_Supplied text_
= Beginning of Section =
The dependencies argument is interesting in this command. You can see that Spring WebFlux is included, as is MongoDB. Spring Data provides reactive drivers for Redis and Cassandra as well.

You may also be interested in R2DBC (Reactive Relational Database Connectivity) - an endeavor to bring a reactive programming API to SQL databases. I did not use it in this example because it’s not yet available on start.spring.io.

Build a REST API with Spring WebFlux

I’m a big fan of VWs, especially classic ones like the bus and the bug. Did you know that VW has a bunch of electric vehicles coming out in the next few years? I’m really excited by the ID Buzz! It has classic curves and is all-electric. It even has 350+ horsepower!

In case you’re not familiar with the ID Buzz, here’s a photo from Volkswagen.

Let’s have some fun with this API example and use the electric VWs for our data set. This API will track the various car names and release dates.
= End of Section =
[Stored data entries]
= Beginning of Section =
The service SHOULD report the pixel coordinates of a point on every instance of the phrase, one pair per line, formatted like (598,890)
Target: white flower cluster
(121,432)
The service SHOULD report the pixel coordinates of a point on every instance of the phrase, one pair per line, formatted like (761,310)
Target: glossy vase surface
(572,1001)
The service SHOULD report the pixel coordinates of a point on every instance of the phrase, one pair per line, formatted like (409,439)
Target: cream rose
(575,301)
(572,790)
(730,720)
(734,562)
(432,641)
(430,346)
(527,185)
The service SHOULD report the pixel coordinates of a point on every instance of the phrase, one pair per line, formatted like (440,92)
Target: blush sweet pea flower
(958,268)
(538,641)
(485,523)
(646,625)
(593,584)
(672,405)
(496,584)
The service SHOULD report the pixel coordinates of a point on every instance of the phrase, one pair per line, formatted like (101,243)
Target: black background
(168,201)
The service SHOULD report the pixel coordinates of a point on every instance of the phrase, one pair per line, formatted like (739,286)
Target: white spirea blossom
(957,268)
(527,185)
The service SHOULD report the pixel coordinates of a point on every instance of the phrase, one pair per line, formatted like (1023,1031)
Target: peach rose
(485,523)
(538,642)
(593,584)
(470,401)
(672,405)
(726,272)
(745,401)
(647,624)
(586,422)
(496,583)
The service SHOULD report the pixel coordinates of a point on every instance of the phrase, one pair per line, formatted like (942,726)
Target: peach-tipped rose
= End of Section =
From the Spring WebFlux text, list every Volkswagen vehicle mentioned by name.

_Task output_
The bus, the bug, and the ID Buzz.